● **Source extract**
======
April 13, 2010 on 10:00 am
From the desk of the Spiritual Explorer
Hanuman Statue on Kashi Ashram
This Saturday at Kashi Ashram all gathered to celebrate the holiday of Hanuman Jayanti, victory to the God Hanuman. At the advent of dusk, the procession of Ma Jaya Sati Bhagavati and her sanyasins traversed the paths alongside the Ganga towards the Baba Temple. The fires burned brightly as pujas to the Mother were offered in the form of throwing rice and ghee into the dhuni before the Baba Temple. The pujaris dressed in their simple garb of longhi and t-shirt bowed low before the great Hanuman who stands besides the murti of Kashi’s satguru, Neem Karoli Baba, in what is known as the Baba Temple. As the rice was thrown into the dhuni, the chelas and visitors offered up whatever they no longer needed or what were obstacles to their realizing their divine nature.
======
● **Records supplied**
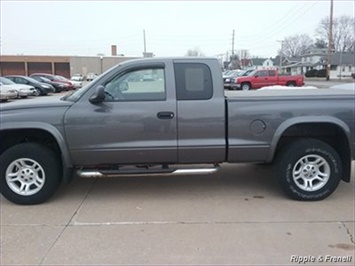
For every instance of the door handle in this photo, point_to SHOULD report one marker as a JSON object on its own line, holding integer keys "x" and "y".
{"x": 165, "y": 115}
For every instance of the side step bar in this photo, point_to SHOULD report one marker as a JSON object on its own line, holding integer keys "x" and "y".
{"x": 92, "y": 173}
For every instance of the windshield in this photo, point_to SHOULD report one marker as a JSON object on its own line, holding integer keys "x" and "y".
{"x": 60, "y": 77}
{"x": 6, "y": 81}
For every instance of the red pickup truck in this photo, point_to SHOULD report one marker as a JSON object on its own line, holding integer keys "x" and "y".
{"x": 261, "y": 78}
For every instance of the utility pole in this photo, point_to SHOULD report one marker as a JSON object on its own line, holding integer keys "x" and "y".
{"x": 330, "y": 41}
{"x": 233, "y": 42}
{"x": 281, "y": 52}
{"x": 145, "y": 47}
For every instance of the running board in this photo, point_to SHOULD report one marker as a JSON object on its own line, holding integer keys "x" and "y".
{"x": 157, "y": 172}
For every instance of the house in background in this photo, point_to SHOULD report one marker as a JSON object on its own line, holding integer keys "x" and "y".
{"x": 342, "y": 63}
{"x": 246, "y": 63}
{"x": 259, "y": 63}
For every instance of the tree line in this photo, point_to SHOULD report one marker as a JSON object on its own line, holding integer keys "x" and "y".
{"x": 299, "y": 44}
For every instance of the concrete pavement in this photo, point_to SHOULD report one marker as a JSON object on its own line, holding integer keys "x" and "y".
{"x": 237, "y": 216}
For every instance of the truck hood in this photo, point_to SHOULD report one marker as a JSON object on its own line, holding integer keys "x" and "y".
{"x": 38, "y": 102}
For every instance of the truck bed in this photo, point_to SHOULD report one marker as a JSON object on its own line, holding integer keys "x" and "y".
{"x": 257, "y": 119}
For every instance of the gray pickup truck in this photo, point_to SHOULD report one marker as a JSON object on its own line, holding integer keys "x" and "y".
{"x": 171, "y": 116}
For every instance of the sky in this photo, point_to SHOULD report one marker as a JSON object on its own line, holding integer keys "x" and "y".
{"x": 89, "y": 28}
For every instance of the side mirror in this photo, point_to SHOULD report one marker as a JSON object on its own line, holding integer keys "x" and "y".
{"x": 98, "y": 96}
{"x": 123, "y": 86}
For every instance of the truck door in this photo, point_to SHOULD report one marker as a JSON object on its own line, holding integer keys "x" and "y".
{"x": 201, "y": 112}
{"x": 135, "y": 124}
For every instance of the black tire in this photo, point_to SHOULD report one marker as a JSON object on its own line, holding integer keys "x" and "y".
{"x": 308, "y": 170}
{"x": 291, "y": 84}
{"x": 36, "y": 169}
{"x": 38, "y": 92}
{"x": 245, "y": 86}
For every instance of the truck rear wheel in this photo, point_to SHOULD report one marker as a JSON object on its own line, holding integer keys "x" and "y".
{"x": 308, "y": 170}
{"x": 291, "y": 84}
{"x": 30, "y": 173}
======
● **Instructions to follow**
Print the Hanuman Jayanti passage from "April 13, 2010" to "their divine nature.". The listing comes from a source unrelated to the text.

● **Worked solution**
April 13, 2010 on 10:00 am
From the desk of the Spiritual Explorer
Hanuman Statue on Kashi Ashram
This Saturday at Kashi Ashram all gathered to celebrate the holiday of Hanuman Jayanti, victory to the God Hanuman. At the advent of dusk, the procession of Ma Jaya Sati Bhagavati and her sanyasins traversed the paths alongside the Ganga towards the Baba Temple. The fires burned brightly as pujas to the Mother were offered in the form of throwing rice and ghee into the dhuni before the Baba Temple. The pujaris dressed in their simple garb of longhi and t-shirt bowed low before the great Hanuman who stands besides the murti of Kashi’s satguru, Neem Karoli Baba, in what is known as the Baba Temple. As the rice was thrown into the dhuni, the chelas and visitors offered up whatever they no longer needed or what were obstacles to their realizing their divine nature.